● **Document text**
--------------------------------------------------
Pediatric Services Raleigh NC
Eczema refers to a number of skin conditions in which the skin is red & irritated.
What Causes It?
The most common cause of eczema is atopic dermatitis which refers to skin that is sensitive to allergens in the environment.
About 1 in every 10 kids will develop eczema. Eczema is not an allergy in itself but allergies can trigger it. Eczema, hay fever, asthma and other allergies can coexist in the same child or in other family members.
Is It Contagious?
No, eczema is not contagious unless the eczematous skin is super infected with skin bacteria.
What Puts My Child At Risk of Getting it?
- Dry winter air
- Harsh soaps, detergents & skin care products
- Pollen, mold, animal dander, dust mites
- Emotional stress
- Excessive heat & sweating
- Some foods- dairy, eggs, soy, nuts, wheat in sensitive individuals
What are the signs and symptoms?
In infants eczema usually presents as itchy, dry, red skin with small bumps. In older children, it usually presents as circular, slightly raised, itchy and scaly rashes in the bends of the elbows and the knees.
When Should I Seek Help?
If your child seems uncomfortable or is not improving or you think it might be due to a food allergy or super infection, please call your pediatrician.
What Will My Doctor Do?
How is it Diagnosed?
--------------------------------------------------
● **Supplied information**
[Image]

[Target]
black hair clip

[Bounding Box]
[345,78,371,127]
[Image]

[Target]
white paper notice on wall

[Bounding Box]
--------------------------------------------------
● **Work request 1**
According to the eczema text, why can allergies trigger eczema even though eczema is not an allergy itself? Answer in one to three sentences.
● **Work request 2**
Go on with the eczema text from the point where it stops.
The items have no connection to the eczema text.

● **Written answer 1**
The most common cause of eczema is atopic dermatitis, which means skin that is sensitive to allergens in the environment. Because of that sensitivity, allergens can set off eczema without eczema being an allergy.

● **Written answer 2**
There is no specific diagnostic test for eczema. A personal or family history of hay fever, asthma or other allergies is often an important clue. An allergist might sometimes do a skin, patch or blood test to check for potential allergens causing eczema.
What is the Treatment?
- Avoid any potential known triggers
- Avoid hot baths and scented soaps- use warm water with mild soaps/cleansers during bath time. Oatmeal soaking products can be used in the bath to help control itching
- Moisturizing ointments (Vaseline, Aquaphor, Cetaphil, Cerevae) lotions or creams should be applied on the child’s skin regularly and within a few minutes of bathing, after a very light towel dry
- Dress your child in soft clothes that “breathe” such as those made from 100% cotton
- Apply cool compresses on irritated areas to relieve itching
- Keep your child’s fingernails short to minimize skin damage caused by scratching
- Have your child drink plenty of water to keep the skin hydrated. Avoid having your child become overheated which can lead to flare ups
- Topical corticosteroids are the first line of treatment for flare ups
- Topical & oral antibiotics might be used if the eczematous skin looks infected
- Antihistamines can be used to control itching
- Immunomodulators can be used in unresponsive cases. Some older children with severe eczema may need to be treated with ultraviolet light under the supervision of a dermatologist
Eczema can have a prolonged course with flare ups throughout adolescence and early adulthood.
Skin care as recommended above can be used to prevent and treat flares. Avoiding potential foods or known allergens can avoid flares.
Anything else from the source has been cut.